### OPDRACHTEN
1 > Neem het stuk van het fragment over dat begint met "Tegenlicht vanuit de" en doorloopt tot en met "af te remmen.". Vervang daarin "zwaveldioxide" door "zwavelzuur".
2 > Haal uit de lijst elke regel waarin de string "suit" voorkomt, waarbij hoofdletters en kleine letters verschil maken.

Tegenlicht

Zonnestralingsbeheer lijkt steeds meer geaccepteerd te worden als een reële optie om klimaatverandering tegen te gaan. Een groep wetenschappers verzet zich daartegen, een andere groep zegt dat we er niet omheen kunnen. Onderzoek legt vier stellingen voor aan tegenstander Frank Biermann en aan Behnam Taebi, die de opties open wil houden.

Tegenlicht vanuit de ruimte gezien

Tekst: Amanda Verdonk, Beeld: Great Barrier Reef Foundation

Tijdens de twaalf dagen durende eruptie van de Mount Pinatubo in de Filipijnen in 1991, kwam er 17 megaton aan zwaveldioxide in de atmosfeer. De deeltjes verspreidden zich over de gehele aarde, weerkaatsten het zonlicht en zorgden maar liefst twee jaar lang voor een wereldwijde temperatuurdaling van een halve graad. Dat intrigeerde wetenschappers: blijkbaar is het mogelijk om met de injectie van deeltjes een temperatuurdaling op te wekken. Dat zou wellicht van pas kunnen komen om de opwarming van de aarde af te remmen.

Zonnestraling inperken

Deeltjesinjectie is de meest beruchte en verregaande vorm van zonnestralingsbeheer ofwel solar geo-engineering. Maar er zijn er meer, zoals het witter maken van wolken. Ook CO2 afvangen en opslaan wordt soms als geo-engineering gezien, maar is lang niet zo controversieel als methoden die de zoninstraling willen beperken. Dat merkten ook onderzoekers van Harvard University, die vorig jaar in Zweden een ballon vol deeltjes wilden oplaten, maar na veel protest het experiment moesten staken. Tegenstanders wijzen op de risico’s: het is onduidelijk wat de effecten van zo’n injectie precies zijn. Wellicht creëer je daarmee onvoorziene problemen elders. Het Harvard-experiment én een aantal recente publicaties van voorstanders van de techniek waren redenen voor een groep wetenschappers om een oproep te doen voor een international non-use agreement, een petitie die overheden oproept om onderzoek naar technologieën voor zonnestralingsbeheer niet meer te financieren. Frank Biermann, hoogleraar global sustainability governance aan de Universiteit Utrecht, plaatste samen met vijftien collega’s in januari een oproep in WIREs Climate Change en lanceerde een petitiewebsite. Inmiddels hebben meer dan driehonderdvijftig wetenschappers en enkele milieuorganisaties de petitie ondertekend.

Uitstelgedrag

Volgens de initiatiefnemers zijn de technologieën ‘speculatief’ en dreigt er ‘normalisatie’ van de techniek als klimaatbeleidsoptie. Dit geldt met name in de Verenigde Staten, waar Harvard University een grote vakgroep op dit gebied heeft en waar ook de National Academy of Sciences en het tijdschrift Nature zich hebben uitgesproken als voorstander. Zonnestralingsbeheer is veel te riskant, zeggen de kritische wetenschappers. Het leidt bovendien tot uitstelgedrag ten aanzien van andere noodzakelijke klimaatmaatmaatregelen. Daarnaast speelt geopolitiek een rol. Arme landen zouden weleens de dupe kunnen worden van de experimenteerdrift van rijke landen, want zij zijn het meest vatbaar voor droogte, overstromingen of ander onvoorzien natuurgeweld. Niet veel later liet een andere groep, waaronder hoogleraar energie- en klimaatethiek aan de TU Delft Behnam Taebi, van zich horen in een opiniestuk in de Volkskrant. Zij zeggen deze optie achter de hand te willen hebben, mochten andere klimaatmaatmaatregelen niet slagen.

### AANGELEVERDE LIJST
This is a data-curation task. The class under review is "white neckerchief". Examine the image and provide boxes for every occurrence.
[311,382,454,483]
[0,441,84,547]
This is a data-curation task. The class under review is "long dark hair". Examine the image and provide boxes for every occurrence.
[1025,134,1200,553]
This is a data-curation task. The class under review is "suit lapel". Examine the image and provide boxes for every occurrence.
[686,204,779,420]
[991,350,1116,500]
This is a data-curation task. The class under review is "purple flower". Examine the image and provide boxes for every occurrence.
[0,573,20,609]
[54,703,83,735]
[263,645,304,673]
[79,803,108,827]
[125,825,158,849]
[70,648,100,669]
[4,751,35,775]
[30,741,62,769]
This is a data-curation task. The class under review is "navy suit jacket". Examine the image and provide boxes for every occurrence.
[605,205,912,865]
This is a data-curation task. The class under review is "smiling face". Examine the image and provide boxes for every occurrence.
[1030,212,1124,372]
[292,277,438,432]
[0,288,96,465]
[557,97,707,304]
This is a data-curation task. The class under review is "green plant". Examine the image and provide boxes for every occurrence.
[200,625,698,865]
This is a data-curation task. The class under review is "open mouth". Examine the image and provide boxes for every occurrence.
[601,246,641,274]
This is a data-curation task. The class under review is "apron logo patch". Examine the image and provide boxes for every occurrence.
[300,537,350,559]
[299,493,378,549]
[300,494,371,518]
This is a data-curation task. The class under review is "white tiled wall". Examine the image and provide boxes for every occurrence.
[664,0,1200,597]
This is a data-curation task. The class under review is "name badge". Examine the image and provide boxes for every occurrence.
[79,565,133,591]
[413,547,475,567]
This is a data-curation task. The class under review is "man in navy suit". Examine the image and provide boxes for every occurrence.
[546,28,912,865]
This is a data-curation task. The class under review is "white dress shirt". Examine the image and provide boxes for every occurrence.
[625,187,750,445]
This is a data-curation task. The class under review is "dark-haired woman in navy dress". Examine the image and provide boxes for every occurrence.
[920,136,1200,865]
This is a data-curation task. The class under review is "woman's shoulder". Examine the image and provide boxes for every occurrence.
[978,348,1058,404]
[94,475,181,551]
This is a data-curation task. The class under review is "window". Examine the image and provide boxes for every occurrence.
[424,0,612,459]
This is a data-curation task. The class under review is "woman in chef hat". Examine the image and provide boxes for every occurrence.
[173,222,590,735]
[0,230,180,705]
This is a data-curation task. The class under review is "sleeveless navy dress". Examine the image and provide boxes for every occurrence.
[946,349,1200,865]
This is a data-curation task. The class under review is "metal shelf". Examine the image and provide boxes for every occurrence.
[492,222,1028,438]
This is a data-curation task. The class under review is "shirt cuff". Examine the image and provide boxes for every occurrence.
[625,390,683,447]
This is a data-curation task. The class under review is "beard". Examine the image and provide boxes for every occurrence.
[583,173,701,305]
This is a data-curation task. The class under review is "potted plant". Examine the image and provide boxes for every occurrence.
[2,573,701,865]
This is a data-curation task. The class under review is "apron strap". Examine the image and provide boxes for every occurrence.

### VERWACHTE UITKOMSTEN
1 >
Tegenlicht vanuit de ruimte gezien

Tekst: Amanda Verdonk, Beeld: Great Barrier Reef Foundation

Tijdens de twaalf dagen durende eruptie van de Mount Pinatubo in de Filipijnen in 1991, kwam er 17 megaton aan zwavelzuur in de atmosfeer. De deeltjes verspreidden zich over de gehele aarde, weerkaatsten het zonlicht en zorgden maar liefst twee jaar lang voor een wereldwijde temperatuurdaling van een halve graad. Dat intrigeerde wetenschappers: blijkbaar is het mogelijk om met de injectie van deeltjes een temperatuurdaling op te wekken. Dat zou wellicht van pas kunnen komen om de opwarming van de aarde af te remmen.

2 >
This is a data-curation task. The class under review is "suit lapel". Examine the image and provide boxes for every occurrence.
This is a data-curation task. The class under review is "navy suit jacket". Examine the image and provide boxes for every occurrence.
This is a data-curation task. The class under review is "man in navy suit". Examine the image and provide boxes for every occurrence.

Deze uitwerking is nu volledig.